### Work order
Repeat the listing below in full, exactly.
-- Data to use follows --
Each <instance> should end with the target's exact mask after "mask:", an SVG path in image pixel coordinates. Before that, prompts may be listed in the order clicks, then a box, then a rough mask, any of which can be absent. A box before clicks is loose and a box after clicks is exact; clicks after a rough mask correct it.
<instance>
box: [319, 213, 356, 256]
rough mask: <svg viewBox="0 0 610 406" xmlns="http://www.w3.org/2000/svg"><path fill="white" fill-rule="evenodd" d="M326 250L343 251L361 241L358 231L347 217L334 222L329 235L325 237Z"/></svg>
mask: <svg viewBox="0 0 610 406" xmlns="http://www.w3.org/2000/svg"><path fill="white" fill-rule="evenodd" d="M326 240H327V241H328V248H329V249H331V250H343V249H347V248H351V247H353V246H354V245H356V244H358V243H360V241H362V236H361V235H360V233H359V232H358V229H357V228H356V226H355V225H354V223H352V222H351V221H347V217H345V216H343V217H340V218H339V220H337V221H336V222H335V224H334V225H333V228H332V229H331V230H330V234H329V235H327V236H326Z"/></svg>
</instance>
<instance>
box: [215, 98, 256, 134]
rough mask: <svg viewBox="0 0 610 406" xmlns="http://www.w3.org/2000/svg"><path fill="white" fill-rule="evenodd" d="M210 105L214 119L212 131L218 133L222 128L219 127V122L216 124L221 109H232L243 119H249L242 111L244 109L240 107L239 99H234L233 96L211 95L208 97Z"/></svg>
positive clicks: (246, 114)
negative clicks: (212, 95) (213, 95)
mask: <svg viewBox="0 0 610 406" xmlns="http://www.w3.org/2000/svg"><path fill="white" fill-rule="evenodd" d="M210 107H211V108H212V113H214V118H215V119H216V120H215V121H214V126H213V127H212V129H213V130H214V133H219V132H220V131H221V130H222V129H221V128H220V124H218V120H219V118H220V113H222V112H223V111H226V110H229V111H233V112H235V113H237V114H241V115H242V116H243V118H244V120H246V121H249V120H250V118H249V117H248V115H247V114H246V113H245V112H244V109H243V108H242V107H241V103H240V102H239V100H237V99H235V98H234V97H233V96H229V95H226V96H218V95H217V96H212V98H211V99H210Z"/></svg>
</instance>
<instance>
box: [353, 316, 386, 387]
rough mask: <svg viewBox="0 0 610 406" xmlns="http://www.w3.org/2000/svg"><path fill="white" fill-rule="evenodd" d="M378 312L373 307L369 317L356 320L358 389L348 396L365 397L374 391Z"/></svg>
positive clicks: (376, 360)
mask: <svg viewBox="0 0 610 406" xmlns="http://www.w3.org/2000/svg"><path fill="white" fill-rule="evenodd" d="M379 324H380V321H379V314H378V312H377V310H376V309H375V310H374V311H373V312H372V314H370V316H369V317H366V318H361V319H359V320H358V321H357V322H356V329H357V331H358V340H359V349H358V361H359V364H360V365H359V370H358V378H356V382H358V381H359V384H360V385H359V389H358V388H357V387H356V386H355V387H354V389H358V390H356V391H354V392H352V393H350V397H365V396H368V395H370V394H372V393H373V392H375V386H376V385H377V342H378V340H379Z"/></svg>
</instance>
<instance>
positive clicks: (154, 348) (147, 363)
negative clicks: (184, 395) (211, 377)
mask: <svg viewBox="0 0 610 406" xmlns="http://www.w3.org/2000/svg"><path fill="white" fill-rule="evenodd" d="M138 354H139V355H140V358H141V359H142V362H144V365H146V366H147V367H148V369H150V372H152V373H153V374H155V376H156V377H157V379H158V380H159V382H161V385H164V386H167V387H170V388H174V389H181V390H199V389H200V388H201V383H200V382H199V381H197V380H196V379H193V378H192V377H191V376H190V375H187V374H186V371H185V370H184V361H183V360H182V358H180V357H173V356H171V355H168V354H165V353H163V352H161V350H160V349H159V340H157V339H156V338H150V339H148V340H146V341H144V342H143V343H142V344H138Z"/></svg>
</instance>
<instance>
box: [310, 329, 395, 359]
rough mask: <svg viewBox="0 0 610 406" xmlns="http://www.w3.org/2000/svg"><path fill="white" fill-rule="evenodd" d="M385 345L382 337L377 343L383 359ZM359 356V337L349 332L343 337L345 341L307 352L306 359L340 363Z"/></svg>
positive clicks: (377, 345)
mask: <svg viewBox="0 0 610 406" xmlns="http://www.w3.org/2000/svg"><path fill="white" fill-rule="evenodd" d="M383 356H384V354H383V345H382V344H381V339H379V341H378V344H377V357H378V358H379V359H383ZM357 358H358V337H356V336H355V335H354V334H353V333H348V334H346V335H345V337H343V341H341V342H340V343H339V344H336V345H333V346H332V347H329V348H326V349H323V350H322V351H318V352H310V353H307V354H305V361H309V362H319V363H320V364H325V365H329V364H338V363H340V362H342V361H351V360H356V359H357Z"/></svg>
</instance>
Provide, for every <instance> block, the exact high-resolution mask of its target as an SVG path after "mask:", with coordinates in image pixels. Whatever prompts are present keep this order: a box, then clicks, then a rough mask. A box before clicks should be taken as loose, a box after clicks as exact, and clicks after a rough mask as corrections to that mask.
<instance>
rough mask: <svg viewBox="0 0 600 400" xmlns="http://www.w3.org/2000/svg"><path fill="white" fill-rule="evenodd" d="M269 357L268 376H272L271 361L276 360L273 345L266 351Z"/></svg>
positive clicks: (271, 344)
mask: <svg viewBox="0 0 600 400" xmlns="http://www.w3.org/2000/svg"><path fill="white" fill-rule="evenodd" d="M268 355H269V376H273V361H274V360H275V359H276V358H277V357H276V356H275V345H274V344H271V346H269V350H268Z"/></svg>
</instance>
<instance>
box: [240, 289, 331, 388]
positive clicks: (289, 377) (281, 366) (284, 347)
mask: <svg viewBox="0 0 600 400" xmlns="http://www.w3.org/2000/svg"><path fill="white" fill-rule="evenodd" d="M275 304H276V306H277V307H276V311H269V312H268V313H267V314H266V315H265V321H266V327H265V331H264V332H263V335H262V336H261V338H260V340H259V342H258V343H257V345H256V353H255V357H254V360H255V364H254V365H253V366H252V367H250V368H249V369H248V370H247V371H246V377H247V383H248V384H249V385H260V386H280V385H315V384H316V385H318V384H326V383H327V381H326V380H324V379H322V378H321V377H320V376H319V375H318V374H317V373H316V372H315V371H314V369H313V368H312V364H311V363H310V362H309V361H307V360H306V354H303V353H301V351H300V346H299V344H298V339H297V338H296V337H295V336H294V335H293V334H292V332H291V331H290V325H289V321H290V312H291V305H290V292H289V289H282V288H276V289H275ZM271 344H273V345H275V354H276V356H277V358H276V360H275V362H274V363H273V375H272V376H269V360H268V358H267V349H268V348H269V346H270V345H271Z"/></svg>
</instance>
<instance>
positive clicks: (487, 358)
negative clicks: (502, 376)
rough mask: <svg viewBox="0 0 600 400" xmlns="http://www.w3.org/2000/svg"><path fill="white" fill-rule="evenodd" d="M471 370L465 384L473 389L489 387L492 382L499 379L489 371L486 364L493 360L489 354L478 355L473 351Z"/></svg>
-- Data to use concluded --
### Solution
Each <instance> should end with the target's exact mask after "mask:", an SVG path in image pixel coordinates. Before that, prompts may be listed in the order clicks, then a box, then a rough mask, any of which can be absent. A box before clicks is loose and a box after clicks is exact; clicks after a rough mask correct it.
<instance>
box: [319, 213, 356, 256]
rough mask: <svg viewBox="0 0 610 406" xmlns="http://www.w3.org/2000/svg"><path fill="white" fill-rule="evenodd" d="M326 250L343 251L361 241L358 231L347 217L334 222L329 235L325 237Z"/></svg>
mask: <svg viewBox="0 0 610 406" xmlns="http://www.w3.org/2000/svg"><path fill="white" fill-rule="evenodd" d="M326 240H327V241H328V248H329V249H331V250H343V249H347V248H351V247H353V246H354V245H356V244H358V243H360V241H362V236H361V235H360V233H359V232H358V229H357V228H356V226H355V225H354V223H352V222H351V221H347V217H345V216H343V217H340V218H339V220H337V221H336V222H335V224H334V225H333V228H332V229H331V230H330V234H329V235H327V236H326Z"/></svg>
</instance>
<instance>
box: [215, 98, 256, 134]
rough mask: <svg viewBox="0 0 610 406" xmlns="http://www.w3.org/2000/svg"><path fill="white" fill-rule="evenodd" d="M210 105L214 119L212 131L218 133L222 128L219 127V122L216 124L221 109H232L243 119H249L242 111L244 109L240 107L239 99H234L233 96L211 95L208 97Z"/></svg>
positive clicks: (246, 114)
negative clicks: (212, 95) (213, 95)
mask: <svg viewBox="0 0 610 406" xmlns="http://www.w3.org/2000/svg"><path fill="white" fill-rule="evenodd" d="M210 107H211V108H212V113H214V118H215V119H216V120H215V121H214V126H213V127H212V129H213V130H214V133H219V132H220V131H221V130H222V129H221V128H220V124H218V120H219V118H220V113H222V112H223V111H226V110H229V111H233V112H235V113H237V114H241V115H242V116H243V118H244V120H246V121H249V120H250V118H249V117H248V115H247V114H246V113H245V112H244V109H243V108H242V107H241V103H240V102H239V100H237V99H235V98H234V97H233V96H229V95H226V96H218V95H217V96H212V98H211V99H210Z"/></svg>
</instance>
<instance>
box: [353, 316, 386, 387]
rough mask: <svg viewBox="0 0 610 406" xmlns="http://www.w3.org/2000/svg"><path fill="white" fill-rule="evenodd" d="M378 312L373 307L369 317L356 320L358 389L348 396L365 397L374 391Z"/></svg>
positive clicks: (376, 360)
mask: <svg viewBox="0 0 610 406" xmlns="http://www.w3.org/2000/svg"><path fill="white" fill-rule="evenodd" d="M379 324H380V321H379V314H378V312H377V310H376V309H375V310H374V311H373V312H372V314H370V316H369V317H366V318H361V319H359V320H358V321H357V322H356V329H357V331H358V340H359V349H358V361H359V364H360V365H359V370H358V378H356V382H358V381H359V384H360V385H359V389H358V388H357V387H356V386H355V387H354V389H358V390H356V391H354V392H352V393H350V397H365V396H368V395H370V394H372V393H373V392H375V386H376V385H377V342H378V340H379Z"/></svg>
</instance>
<instance>
positive clicks: (154, 348) (147, 363)
negative clicks: (184, 395) (211, 377)
mask: <svg viewBox="0 0 610 406" xmlns="http://www.w3.org/2000/svg"><path fill="white" fill-rule="evenodd" d="M138 354H139V355H140V358H141V359H142V362H144V365H146V366H147V367H148V369H150V372H152V373H153V374H155V376H156V377H157V379H158V380H159V382H161V385H164V386H167V387H170V388H174V389H181V390H199V389H200V388H201V383H200V382H199V381H197V380H196V379H193V378H192V377H191V376H190V375H187V374H186V371H185V370H184V361H183V360H182V358H180V357H173V356H171V355H168V354H165V353H163V352H161V350H160V349H159V340H157V339H156V338H150V339H148V340H146V341H144V342H143V343H142V344H138Z"/></svg>
</instance>
<instance>
box: [310, 329, 395, 359]
rough mask: <svg viewBox="0 0 610 406" xmlns="http://www.w3.org/2000/svg"><path fill="white" fill-rule="evenodd" d="M385 345L382 337L377 343L383 359ZM359 356V337L349 332L343 337L345 341L307 352L306 359L340 363Z"/></svg>
positive clicks: (377, 345)
mask: <svg viewBox="0 0 610 406" xmlns="http://www.w3.org/2000/svg"><path fill="white" fill-rule="evenodd" d="M383 356H384V354H383V345H382V344H381V339H379V341H378V344H377V357H378V358H379V359H383ZM357 358H358V337H356V336H355V335H354V334H353V333H348V334H346V335H345V337H343V341H341V342H340V343H339V344H336V345H333V346H332V347H329V348H326V349H323V350H322V351H318V352H310V353H307V354H305V361H309V362H319V363H320V364H325V365H329V364H338V363H340V362H342V361H351V360H356V359H357Z"/></svg>
</instance>
Provide, for every <instance> block, the exact high-resolution mask of its target as an SVG path after "mask:", with coordinates in image pixels. Whatever prompts are present keep this order: a box, then clicks, then a rough mask. A box before clicks should be taken as loose, a box after clicks as exact, and clicks after a rough mask as corrections to that mask.
<instance>
rough mask: <svg viewBox="0 0 600 400" xmlns="http://www.w3.org/2000/svg"><path fill="white" fill-rule="evenodd" d="M269 357L268 376H272L271 361L276 360L273 345L266 351Z"/></svg>
positive clicks: (271, 344)
mask: <svg viewBox="0 0 600 400" xmlns="http://www.w3.org/2000/svg"><path fill="white" fill-rule="evenodd" d="M268 355H269V376H273V361H274V360H275V359H276V358H277V357H276V356H275V345H274V344H271V346H269V350H268Z"/></svg>
</instance>
<instance>
box: [240, 289, 331, 388]
positive clicks: (289, 377) (281, 366) (284, 347)
mask: <svg viewBox="0 0 600 400" xmlns="http://www.w3.org/2000/svg"><path fill="white" fill-rule="evenodd" d="M275 304H276V306H277V307H276V311H269V312H268V313H267V314H266V315H265V321H266V327H265V331H264V332H263V335H262V336H261V338H260V340H259V342H258V343H257V345H256V353H255V357H254V360H255V364H254V365H253V366H252V367H250V368H249V369H248V370H247V371H246V377H247V383H248V384H249V385H260V386H280V385H315V384H316V385H318V384H326V383H327V381H326V380H324V379H322V378H321V377H320V376H319V375H318V374H317V373H316V372H315V371H314V369H313V368H312V364H311V363H310V362H309V361H307V360H306V354H303V353H301V351H300V346H299V344H298V339H297V338H296V337H295V336H294V335H293V334H292V332H291V331H290V325H289V321H290V312H291V305H290V292H289V289H282V288H276V289H275ZM271 344H273V345H275V354H276V356H277V358H276V360H275V362H274V363H273V375H272V376H269V360H268V358H267V349H268V348H269V346H270V345H271Z"/></svg>
</instance>
<instance>
positive clicks: (487, 358)
negative clicks: (502, 376)
rough mask: <svg viewBox="0 0 600 400" xmlns="http://www.w3.org/2000/svg"><path fill="white" fill-rule="evenodd" d="M471 370L465 384L473 389L489 387L492 382L499 379L489 371L486 364L493 360L489 354L478 355L473 351Z"/></svg>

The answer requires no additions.